The Nature of Consciousness
Piero Scaruffi(Copyright © 2013 Piero Scaruffi | Legal restrictions )
These are excerpts and elaborations from my book "The Nature of Consciousness"
What are brains for? Why a rock or a plant can be what it is without a brain, while an animal cannot exist without a brain? What is the unique feature that a brain enables?
One property of living beings is striking. Plants, which do not move, do not have brains. They too grow and they too need to coordinate their growth, but they don't seem to need a brain to do so. Mammals and birds appear to have the most sophisticated ability to move. Mammals and birds also have the most sophisticated brains. The brains of snakes, frogs and fish appear to be simpler, and it turns out that these creatures do not move in as creative a way as mammals and birds. Invertebrates have even simpler brains and their movements are even more basic. Birds and mammals can move very long distances, over huge territories, dealing with a broad spectrum of ecological changes, even crossing oceans and continents, and they can move in a virtually endless variety of ways. Other animals seem to be more limited both in distance and in the degrees of freedom of their movements.

### Stored data:
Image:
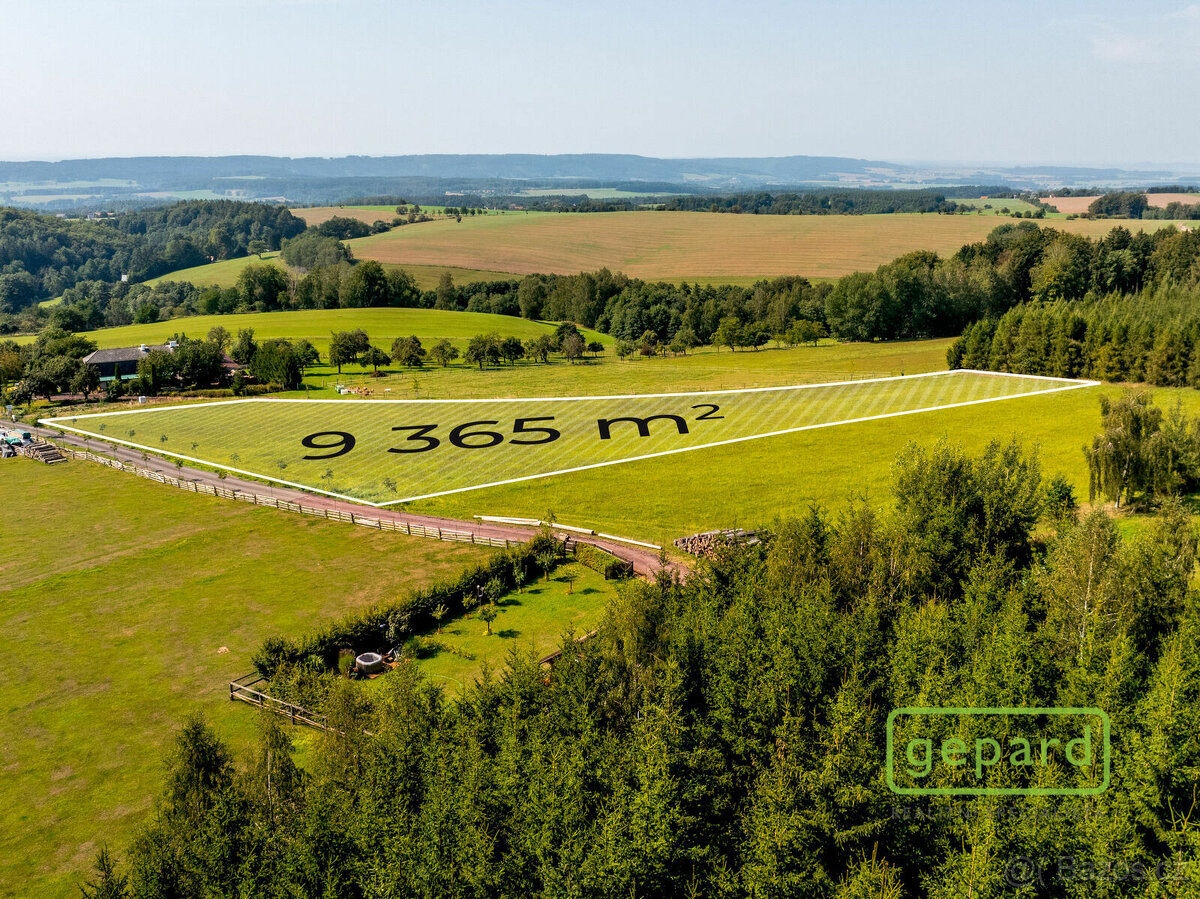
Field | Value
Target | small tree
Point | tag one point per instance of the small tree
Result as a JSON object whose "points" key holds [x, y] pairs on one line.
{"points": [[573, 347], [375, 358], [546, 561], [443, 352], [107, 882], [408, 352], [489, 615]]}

--

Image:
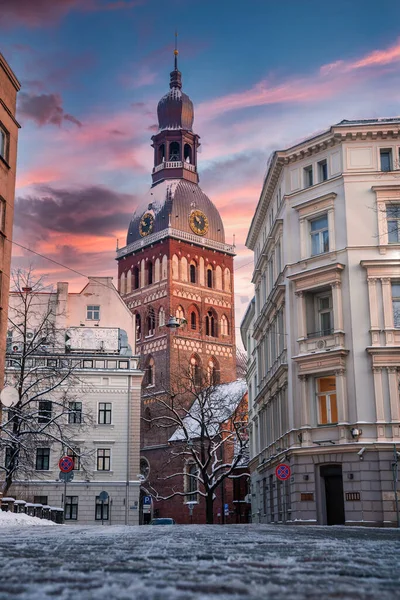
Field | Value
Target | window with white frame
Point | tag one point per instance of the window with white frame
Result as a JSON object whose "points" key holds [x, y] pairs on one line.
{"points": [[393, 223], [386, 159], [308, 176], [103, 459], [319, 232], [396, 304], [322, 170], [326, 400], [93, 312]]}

...

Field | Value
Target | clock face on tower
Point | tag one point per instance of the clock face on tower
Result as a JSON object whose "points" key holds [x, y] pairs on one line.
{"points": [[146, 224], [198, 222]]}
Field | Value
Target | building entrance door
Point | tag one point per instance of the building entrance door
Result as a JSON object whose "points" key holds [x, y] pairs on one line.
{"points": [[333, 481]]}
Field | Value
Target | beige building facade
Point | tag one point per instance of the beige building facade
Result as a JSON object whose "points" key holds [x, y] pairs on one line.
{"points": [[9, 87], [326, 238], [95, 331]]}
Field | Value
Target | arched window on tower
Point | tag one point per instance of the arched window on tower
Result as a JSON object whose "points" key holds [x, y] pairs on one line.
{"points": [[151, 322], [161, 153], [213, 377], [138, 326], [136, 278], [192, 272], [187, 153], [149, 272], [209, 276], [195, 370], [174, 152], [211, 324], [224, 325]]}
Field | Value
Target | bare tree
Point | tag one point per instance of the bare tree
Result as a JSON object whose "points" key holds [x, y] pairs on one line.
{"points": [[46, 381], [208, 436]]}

### Check your understanding:
1: Answer these about the passage on brains and movement, one line each:
(a) Which living beings does the passage say do not have brains?
(b) Which animals does it say have the most sophisticated brains?
(c) Whose brains does it describe as simpler than those of mammals and birds, but not as simple as those of invertebrates?
2: Transcribe the passage on brains and movement, starting at "These are excerpts" and ending at "a brain enables?".
3: Pick up the passage on brains and movement at its last sentence and continue it.

### Expected results:
1:
(a) Plants.
(b) Mammals and birds.
(c) Snakes, frogs and fish.

2:
These are excerpts and elaborations from my book "The Nature of Consciousness"
What are brains for? Why a rock or a plant can be what it is without a brain, while an animal cannot exist without a brain? What is the unique feature that a brain enables?

3:
Another property of living beings stands out.
The biggest brain (about 10 kg) belongs to the sperm whale. The record for brain size compared with body mass belongs to the squirrel monkey (5% of the body weight, versus 2% for humans). Some birds too have a higher "brain percentage" than ours (the sparrow is a close second to the squirrel monkey). Two rules seem to tell something about the reasons for larger brains: 1. Bodies of warm-blooded animals consume ten times more energy so brains can be ten times bigger. 2. Species that live in large social groups have the largest brains (the squirrel monkey lives in bands of hundreds of individuals).
That said, let us not forget that the longest living beings on this planet have no brain: trees and bacteria.